- **WORK TO DO**
Take the material and output all of it exactly.

- **RECORD EXTRACTS**

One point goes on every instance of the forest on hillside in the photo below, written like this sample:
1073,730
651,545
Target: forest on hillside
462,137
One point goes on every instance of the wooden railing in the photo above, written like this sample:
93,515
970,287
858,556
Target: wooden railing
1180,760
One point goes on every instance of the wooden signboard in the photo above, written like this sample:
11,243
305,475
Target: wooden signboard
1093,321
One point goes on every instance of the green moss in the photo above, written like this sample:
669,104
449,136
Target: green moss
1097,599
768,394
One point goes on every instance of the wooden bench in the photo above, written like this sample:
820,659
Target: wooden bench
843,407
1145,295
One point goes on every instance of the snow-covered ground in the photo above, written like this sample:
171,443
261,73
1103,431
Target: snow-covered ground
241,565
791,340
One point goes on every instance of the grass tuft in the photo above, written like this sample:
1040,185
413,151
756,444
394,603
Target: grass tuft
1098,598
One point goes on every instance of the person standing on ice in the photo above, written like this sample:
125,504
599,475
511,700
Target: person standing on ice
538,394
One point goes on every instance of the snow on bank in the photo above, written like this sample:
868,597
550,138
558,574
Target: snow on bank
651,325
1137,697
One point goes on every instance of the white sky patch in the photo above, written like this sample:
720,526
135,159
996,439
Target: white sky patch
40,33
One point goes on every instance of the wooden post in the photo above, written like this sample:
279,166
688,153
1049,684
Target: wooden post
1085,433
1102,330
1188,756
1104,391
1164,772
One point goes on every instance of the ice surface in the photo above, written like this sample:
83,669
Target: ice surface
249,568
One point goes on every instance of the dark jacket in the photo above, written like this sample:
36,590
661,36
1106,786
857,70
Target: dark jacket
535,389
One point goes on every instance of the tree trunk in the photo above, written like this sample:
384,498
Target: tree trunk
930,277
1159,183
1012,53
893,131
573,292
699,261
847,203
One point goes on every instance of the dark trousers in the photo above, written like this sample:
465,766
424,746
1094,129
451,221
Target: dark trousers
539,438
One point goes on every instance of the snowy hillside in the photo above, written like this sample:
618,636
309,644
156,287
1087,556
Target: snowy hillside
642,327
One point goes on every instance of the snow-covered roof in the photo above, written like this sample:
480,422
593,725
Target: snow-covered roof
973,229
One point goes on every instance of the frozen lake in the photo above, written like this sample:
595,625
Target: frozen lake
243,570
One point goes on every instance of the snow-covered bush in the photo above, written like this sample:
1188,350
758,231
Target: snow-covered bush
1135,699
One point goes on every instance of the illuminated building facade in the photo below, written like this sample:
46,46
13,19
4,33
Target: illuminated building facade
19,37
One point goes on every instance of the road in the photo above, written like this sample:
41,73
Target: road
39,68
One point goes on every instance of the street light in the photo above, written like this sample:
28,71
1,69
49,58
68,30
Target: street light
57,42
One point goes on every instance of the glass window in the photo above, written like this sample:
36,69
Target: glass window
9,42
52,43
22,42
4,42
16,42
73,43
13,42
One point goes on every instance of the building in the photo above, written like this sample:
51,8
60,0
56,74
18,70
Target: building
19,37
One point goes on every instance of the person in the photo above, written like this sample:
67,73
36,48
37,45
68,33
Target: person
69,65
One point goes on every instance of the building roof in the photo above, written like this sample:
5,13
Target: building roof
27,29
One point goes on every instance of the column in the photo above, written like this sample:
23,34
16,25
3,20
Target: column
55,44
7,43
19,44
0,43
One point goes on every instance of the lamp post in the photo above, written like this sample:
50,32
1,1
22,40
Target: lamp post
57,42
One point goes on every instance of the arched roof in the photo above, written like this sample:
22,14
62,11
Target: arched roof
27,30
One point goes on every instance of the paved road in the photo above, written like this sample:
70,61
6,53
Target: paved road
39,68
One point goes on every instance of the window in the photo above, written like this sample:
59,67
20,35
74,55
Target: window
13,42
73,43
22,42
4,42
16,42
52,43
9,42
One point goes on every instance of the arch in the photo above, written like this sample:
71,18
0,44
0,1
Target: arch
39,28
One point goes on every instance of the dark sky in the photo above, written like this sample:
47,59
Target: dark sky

- **EXPECTED ANSWER**
One point goes on every instance of the forest on hillside in the photo below, written like this sample:
1073,730
651,545
Target: forest on hillside
462,137
One point goes on every instance of the wooden railing in the photo above, written like this sample:
93,515
970,287
858,556
Target: wooden railing
1180,760
One point goes on every instance of the wooden signboard in the photo above, written like this sample:
11,243
305,475
Target: wooden signboard
1093,321
One point goes on every instance of the green moss in the photo above, written like this sample:
669,104
449,136
Target: green moss
1097,599
768,394
One point goes on every instance of the wooden bench in the photo above, written like this sample:
820,659
Target: wooden bench
843,407
1145,295
One point goes on every instance of the snow-covered ground in the photo above, written like this sample:
171,443
261,73
1103,431
Target: snow-covered ground
241,565
791,340
One point goes on every instance of the grass tuft in the photo above, written like this sample:
1040,185
413,151
756,444
394,603
Target: grass tuft
1098,598
One point goes on every instance of the person standing on ice in the photo above, written like this sample:
125,504
599,475
511,700
Target: person standing on ice
538,394
One point goes on every instance of the snow on bank in the photo above, written like this sample:
868,597
550,138
558,574
Target: snow on bank
651,325
1137,697
One point goes on every instance of the white sky patch in the photo above, written like this sample:
720,526
135,159
996,439
Target: white sky patch
40,33
One point goes on every instance of the wooden post in the photo above, written like this sample:
279,166
688,153
1049,684
Target: wooden post
1085,433
1102,330
1188,756
1104,391
1164,772
One point goes on every instance of the ice surface in the photo above, written like this sample:
83,669
Target: ice surface
249,568
One point goes on every instance of the dark jacket in the photo above, written like this sample:
36,590
661,36
1106,786
857,70
Target: dark jacket
535,389
One point goes on every instance of the tree trunk in the photo above, written like this sample:
384,498
Target: tree trunk
930,277
1159,183
1012,53
893,131
573,292
699,261
847,203
One point goes on every instance of the dark trousers in the photo above, written like this sample:
465,766
424,746
1094,129
451,221
Target: dark trousers
539,438
One point goes on every instance of the snowy hillside in the photo above, written like this sample:
618,636
309,644
156,287
1087,556
Target: snowy hillside
642,327
One point goes on every instance of the snow-covered roof in the photo above, written like this sample:
480,422
593,725
Target: snow-covered roof
973,229
One point goes on every instance of the frozen lake in the photo above, written like this sample:
595,625
Target: frozen lake
243,570
One point goes on every instance of the snow-covered bush in the photo above, written like this sample:
1188,350
758,231
Target: snow-covered bush
1135,699
One point goes on every instance of the illuminated building facade in the photo below, written like this sample:
46,46
13,19
4,33
Target: illuminated building facade
19,37
One point goes on every instance of the road in the photo above, written like this sample:
41,73
Target: road
39,68
One point goes on every instance of the street light in the photo above, written like this sample:
28,71
1,69
49,58
68,30
Target: street light
57,42
One point goes on every instance of the glass window in the photo above, written like this sample:
36,69
Target: glass window
9,42
52,43
22,42
4,42
16,42
73,43
13,42
One point goes on every instance of the building in the photo above, written like this sample:
51,8
60,0
56,74
18,70
Target: building
19,37
One point goes on every instance of the person in the photo above, written like this sample:
67,73
36,48
37,45
68,33
Target: person
69,65
One point goes on every instance of the building roof in the photo above, written like this sample:
5,13
Target: building roof
27,29
One point goes on every instance of the column in the photo above, written like this sample:
23,34
16,25
3,20
Target: column
55,44
7,43
19,44
0,43
One point goes on every instance of the lamp post in the photo above, written like this sample:
50,32
1,1
22,40
Target: lamp post
57,42
One point goes on every instance of the arched roof in the photo above, written like this sample:
22,14
62,11
Target: arched roof
27,30
One point goes on every instance of the paved road in the photo above, written like this sample:
70,61
6,53
Target: paved road
39,68
One point goes on every instance of the window in the photo above, written like this sample:
59,67
20,35
74,55
Target: window
13,42
73,43
22,42
4,42
16,42
52,43
9,42
One point goes on every instance of the arch in the photo above, written like this sample:
71,18
0,44
0,1
Target: arch
39,28
One point goes on every instance of the dark sky in the photo above, written like this sample:
47,59
Target: dark sky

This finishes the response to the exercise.